• [Il compito]: Per favore, riscrivi la parte della recensione che si apre con le parole contenenti "Sviluppatore / Publisher: Marvelous" e si chiude con "dimenticheremo presto tutto.", sostituendo "hub" con "menu".

• [Brano proposto]:
Daemon X Machina: Titanic Scion promette robot fantascientifici e combattimenti spettacolari, ma dietro l’esoscheletro scintillante si nasconde un mondo vuoto e una storia che fatica a decollare.
Sviluppatore / Publisher: Marvelous Inc. / XSEED Games Prezzo: € 69,99 Localizzazione: Testi Multiplayer: Cooperativo online PEGI: 16 Disponibile su: PS5, Xbox Series X, Switch 2, Steam
“Tesoro, mi si sono ristretti i mecha”. È un po’ questo il primo pensiero che viene in mente dopo aver mosso i primi passi nel mondo di Daemon X Machina: Titanic Scion. Se il primo capitolo ci metteva alla guida di enormi robot da combattimento in missioni singole da selezionare comodamente in un hub, questo seguito ci infila in un esoscheletro volante chiamato Arsenal e ci sguinzaglia in un mondo aperto, dopo una fuga al fulmicotone in compagnia di uno dei tanti NPC di cui dimenticheremo presto tutto.
Vorrei dare la colpa alla scarsa empatia che suscita il protagonista, muto come un pesce (ma comunque personalizzabile grazie a un editor iniziale piuttosto robusto), ma la verità è che il cast è bidimensionale e inadatto a sostenere una narrazione coinvolgente. Un po’ come nel primo espisodio, solo che allora il gioco aveva conquistato la mia anima da troppo orfana di Armored Core, nonostante qualche incertezza.
DAEMON X MACHINA TITANIC SCION: DA ARMORED CORE A ANTHEM
La trama ruota attorno ai Reclaimers, un gruppo di ribelli in lotta contro gli Outers, esseri umani mutati con poteri speciali. Gli Outers fanno parte del regime militare noto come Sovereign Axiom, al cui interno opera una divisione d’élite composta da nove membri, la Neun, che rappresenta l’antagonista principale della storia. Il problema è che l’intero cast ha pochissimo tempo per svilupparsi, soffocato da decine di fetch quest che spezzettano la narrazione, finendo per far perdere rapidamente interesse in ciò che accade. Mettiamo subito le mani avanti: Daemon X Machina: Titanic Scion è un gioco cucito su misura per chi ama mettere a punto il proprio esoscheletro, scegliendo tra decine di elmi, braccia, busti e gambe, oltre a un arsenale di tutto rispetto. Le opzioni si dividono in tre categorie di peso: i modelli pesanti offrono corazze più robuste, mentre quelli leggeri privilegiano la manovrabilità. Tutti, però, hanno bisogno di Femto per librarsi in volo, la magica energia creata da n… no, quello era un altro robot.

Quel ragno corazzato è comparso nel primo capitolo. Se prima era un nemico formidabile, ora schiaccerà il nostro esoscheletro come un acino d’uva.

• [Voci del dataset]:

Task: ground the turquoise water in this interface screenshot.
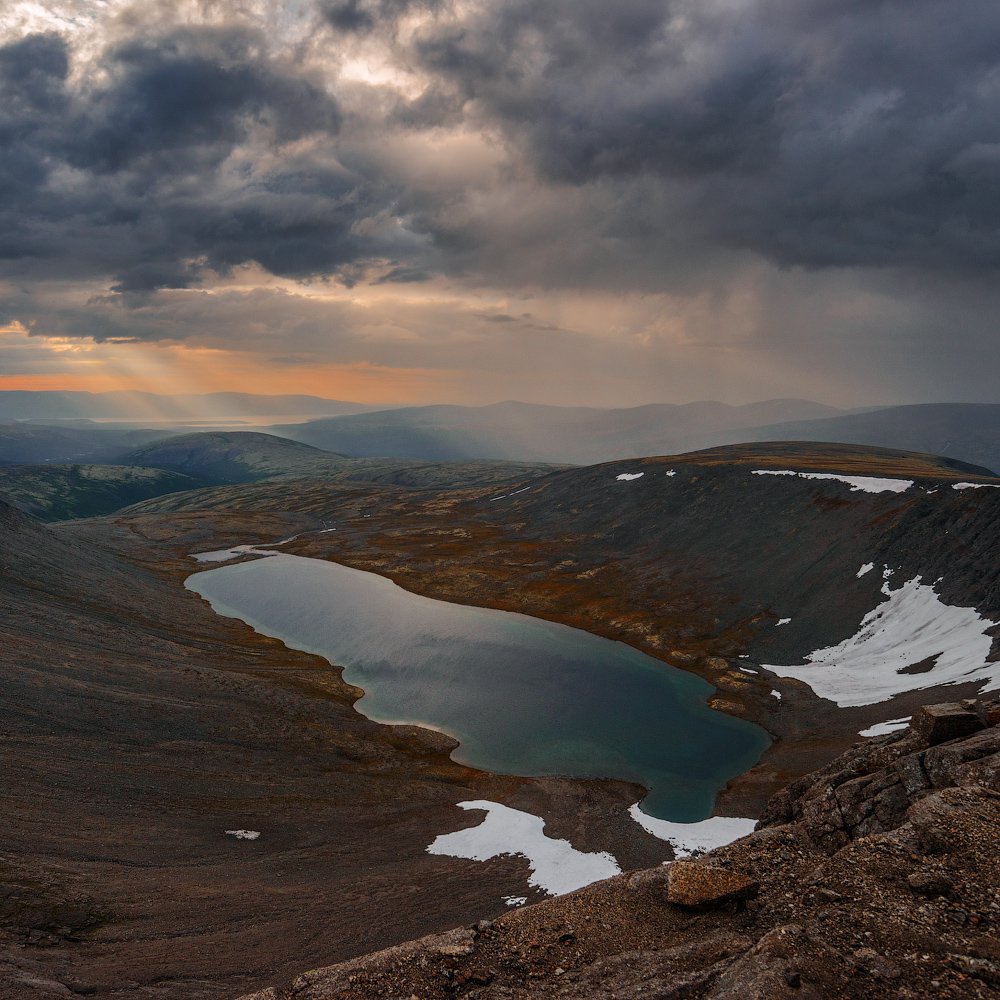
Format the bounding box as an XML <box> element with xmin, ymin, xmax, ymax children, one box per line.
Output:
...
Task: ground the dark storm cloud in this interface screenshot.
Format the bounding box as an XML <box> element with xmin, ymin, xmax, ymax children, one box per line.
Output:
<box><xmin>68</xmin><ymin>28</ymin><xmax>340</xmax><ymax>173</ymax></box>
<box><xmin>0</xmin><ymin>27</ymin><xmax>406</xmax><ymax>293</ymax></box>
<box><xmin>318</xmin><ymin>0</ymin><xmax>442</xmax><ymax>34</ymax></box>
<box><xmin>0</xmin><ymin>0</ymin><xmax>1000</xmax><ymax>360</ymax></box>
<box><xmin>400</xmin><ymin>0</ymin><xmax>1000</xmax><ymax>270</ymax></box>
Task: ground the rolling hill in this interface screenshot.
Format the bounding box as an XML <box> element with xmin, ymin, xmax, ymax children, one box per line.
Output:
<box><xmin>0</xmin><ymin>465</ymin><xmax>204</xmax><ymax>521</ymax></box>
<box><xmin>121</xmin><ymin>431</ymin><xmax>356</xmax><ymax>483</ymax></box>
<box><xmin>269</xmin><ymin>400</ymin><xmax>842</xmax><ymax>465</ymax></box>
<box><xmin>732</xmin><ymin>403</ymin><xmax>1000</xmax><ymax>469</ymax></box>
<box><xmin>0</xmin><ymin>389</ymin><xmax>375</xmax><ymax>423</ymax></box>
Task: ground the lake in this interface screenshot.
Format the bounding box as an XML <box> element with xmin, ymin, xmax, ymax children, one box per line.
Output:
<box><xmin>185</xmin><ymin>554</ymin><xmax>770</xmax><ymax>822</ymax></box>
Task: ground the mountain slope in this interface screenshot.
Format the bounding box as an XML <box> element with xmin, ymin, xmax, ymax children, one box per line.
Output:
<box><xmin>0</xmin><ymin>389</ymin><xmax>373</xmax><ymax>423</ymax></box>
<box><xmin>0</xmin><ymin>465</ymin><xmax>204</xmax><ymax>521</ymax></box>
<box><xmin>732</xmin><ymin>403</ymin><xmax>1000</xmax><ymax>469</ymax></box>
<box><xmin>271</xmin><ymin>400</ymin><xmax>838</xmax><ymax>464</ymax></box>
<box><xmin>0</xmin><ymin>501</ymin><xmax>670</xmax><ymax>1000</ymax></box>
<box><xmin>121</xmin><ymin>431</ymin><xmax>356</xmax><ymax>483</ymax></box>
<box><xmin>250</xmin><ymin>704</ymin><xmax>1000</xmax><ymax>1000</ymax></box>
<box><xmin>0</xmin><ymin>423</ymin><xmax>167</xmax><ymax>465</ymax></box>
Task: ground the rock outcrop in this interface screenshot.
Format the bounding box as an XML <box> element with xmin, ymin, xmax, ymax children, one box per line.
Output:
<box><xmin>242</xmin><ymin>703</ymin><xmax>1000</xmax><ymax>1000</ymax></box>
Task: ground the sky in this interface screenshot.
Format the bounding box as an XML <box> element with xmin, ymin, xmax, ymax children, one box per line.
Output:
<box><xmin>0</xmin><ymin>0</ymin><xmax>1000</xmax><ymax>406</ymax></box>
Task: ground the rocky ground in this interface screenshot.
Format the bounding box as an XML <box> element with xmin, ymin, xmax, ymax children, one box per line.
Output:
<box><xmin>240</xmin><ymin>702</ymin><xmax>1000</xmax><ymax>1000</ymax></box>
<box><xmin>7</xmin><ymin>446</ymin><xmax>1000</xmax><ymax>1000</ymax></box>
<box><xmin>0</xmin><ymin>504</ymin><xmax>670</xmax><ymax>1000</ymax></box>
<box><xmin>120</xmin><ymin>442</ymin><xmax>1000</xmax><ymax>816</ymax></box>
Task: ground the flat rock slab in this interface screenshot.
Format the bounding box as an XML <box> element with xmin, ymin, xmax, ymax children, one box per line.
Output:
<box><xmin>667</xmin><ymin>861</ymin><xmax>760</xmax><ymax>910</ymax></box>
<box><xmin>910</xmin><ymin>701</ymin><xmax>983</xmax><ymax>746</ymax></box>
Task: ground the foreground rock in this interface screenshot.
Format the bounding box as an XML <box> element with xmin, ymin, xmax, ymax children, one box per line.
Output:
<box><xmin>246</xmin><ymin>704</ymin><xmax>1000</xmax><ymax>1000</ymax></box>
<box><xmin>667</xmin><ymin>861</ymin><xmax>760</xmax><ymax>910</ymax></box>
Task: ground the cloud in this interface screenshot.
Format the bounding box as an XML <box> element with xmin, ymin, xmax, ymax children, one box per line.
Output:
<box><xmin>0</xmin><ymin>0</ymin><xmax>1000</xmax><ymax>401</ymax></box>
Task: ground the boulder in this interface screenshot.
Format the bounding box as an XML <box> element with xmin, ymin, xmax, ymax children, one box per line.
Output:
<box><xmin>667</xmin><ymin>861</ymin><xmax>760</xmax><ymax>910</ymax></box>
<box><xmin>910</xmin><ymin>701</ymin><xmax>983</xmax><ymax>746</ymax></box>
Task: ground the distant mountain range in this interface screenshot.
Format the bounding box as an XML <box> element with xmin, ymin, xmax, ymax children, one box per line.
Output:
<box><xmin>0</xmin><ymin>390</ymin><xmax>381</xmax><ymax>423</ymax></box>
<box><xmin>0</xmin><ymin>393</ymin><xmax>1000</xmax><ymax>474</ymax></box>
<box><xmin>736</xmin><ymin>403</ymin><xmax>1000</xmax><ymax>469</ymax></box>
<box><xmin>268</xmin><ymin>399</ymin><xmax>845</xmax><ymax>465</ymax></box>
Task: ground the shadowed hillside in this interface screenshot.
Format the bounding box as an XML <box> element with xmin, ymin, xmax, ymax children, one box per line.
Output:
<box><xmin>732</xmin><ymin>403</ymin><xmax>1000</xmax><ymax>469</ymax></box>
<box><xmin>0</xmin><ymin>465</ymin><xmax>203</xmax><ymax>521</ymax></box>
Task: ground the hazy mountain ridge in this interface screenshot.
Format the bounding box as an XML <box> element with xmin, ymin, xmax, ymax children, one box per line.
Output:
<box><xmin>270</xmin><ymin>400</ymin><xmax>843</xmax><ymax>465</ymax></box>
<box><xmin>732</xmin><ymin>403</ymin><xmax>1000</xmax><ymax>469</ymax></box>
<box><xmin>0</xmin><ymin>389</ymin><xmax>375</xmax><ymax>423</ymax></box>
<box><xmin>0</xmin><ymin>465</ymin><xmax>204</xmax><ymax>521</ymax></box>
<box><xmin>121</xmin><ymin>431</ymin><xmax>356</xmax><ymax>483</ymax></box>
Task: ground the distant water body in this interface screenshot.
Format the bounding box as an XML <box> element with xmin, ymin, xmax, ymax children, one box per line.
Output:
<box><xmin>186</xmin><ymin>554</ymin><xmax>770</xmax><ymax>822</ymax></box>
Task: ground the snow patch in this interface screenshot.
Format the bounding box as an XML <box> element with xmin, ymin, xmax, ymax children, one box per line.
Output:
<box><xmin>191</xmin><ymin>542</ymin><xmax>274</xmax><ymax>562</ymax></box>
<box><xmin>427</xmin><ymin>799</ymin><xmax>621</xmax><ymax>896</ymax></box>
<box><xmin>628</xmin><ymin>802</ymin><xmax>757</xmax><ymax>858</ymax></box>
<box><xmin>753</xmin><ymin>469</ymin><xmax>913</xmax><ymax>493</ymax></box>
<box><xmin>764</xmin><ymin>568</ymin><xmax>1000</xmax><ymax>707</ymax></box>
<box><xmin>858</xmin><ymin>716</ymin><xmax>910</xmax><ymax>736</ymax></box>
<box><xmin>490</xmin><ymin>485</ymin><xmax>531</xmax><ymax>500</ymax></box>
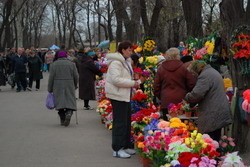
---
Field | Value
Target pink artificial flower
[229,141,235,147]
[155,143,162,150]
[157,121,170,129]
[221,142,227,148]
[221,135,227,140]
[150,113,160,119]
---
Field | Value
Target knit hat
---
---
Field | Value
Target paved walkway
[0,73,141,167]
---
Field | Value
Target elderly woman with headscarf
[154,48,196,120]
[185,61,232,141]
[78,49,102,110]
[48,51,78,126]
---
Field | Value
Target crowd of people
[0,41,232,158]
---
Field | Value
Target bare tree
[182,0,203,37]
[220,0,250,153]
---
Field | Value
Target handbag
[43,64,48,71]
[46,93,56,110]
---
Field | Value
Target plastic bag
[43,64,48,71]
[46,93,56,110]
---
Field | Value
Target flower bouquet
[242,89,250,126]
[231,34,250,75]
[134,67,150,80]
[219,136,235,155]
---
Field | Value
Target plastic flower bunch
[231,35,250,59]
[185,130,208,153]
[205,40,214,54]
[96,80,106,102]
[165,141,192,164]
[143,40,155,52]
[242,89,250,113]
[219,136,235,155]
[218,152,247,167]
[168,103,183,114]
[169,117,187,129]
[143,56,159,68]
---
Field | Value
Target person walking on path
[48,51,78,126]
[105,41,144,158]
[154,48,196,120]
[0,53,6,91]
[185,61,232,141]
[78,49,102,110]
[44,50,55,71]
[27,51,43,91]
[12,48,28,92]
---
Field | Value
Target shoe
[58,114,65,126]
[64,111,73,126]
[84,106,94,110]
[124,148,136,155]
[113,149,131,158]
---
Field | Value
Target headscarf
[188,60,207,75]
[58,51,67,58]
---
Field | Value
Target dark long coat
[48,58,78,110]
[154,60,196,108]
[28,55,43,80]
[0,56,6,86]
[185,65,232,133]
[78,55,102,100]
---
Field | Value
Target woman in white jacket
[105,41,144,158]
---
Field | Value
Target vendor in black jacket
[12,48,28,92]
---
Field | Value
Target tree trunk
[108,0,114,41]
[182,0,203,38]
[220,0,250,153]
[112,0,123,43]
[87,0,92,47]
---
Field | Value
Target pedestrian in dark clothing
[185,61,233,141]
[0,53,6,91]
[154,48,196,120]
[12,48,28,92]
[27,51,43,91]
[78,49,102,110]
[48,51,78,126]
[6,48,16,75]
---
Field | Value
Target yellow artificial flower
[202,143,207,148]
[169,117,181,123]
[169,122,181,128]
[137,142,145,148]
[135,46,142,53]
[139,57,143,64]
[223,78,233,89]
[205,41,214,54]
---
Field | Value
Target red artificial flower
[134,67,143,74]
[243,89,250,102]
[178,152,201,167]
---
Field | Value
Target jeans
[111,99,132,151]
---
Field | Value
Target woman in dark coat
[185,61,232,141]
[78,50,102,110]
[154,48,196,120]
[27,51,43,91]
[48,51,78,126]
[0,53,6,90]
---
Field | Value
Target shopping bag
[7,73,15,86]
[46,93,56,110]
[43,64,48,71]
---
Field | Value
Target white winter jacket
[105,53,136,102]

• [Risultato del compito]:
Sviluppatore / Publisher: Marvelous Inc. / XSEED Games Prezzo: € 69,99 Localizzazione: Testi Multiplayer: Cooperativo online PEGI: 16 Disponibile su: PS5, Xbox Series X, Switch 2, Steam
“Tesoro, mi si sono ristretti i mecha”. È un po’ questo il primo pensiero che viene in mente dopo aver mosso i primi passi nel mondo di Daemon X Machina: Titanic Scion. Se il primo capitolo ci metteva alla guida di enormi robot da combattimento in missioni singole da selezionare comodamente in un menu, questo seguito ci infila in un esoscheletro volante chiamato Arsenal e ci sguinzaglia in un mondo aperto, dopo una fuga al fulmicotone in compagnia di uno dei tanti NPC di cui dimenticheremo presto tutto.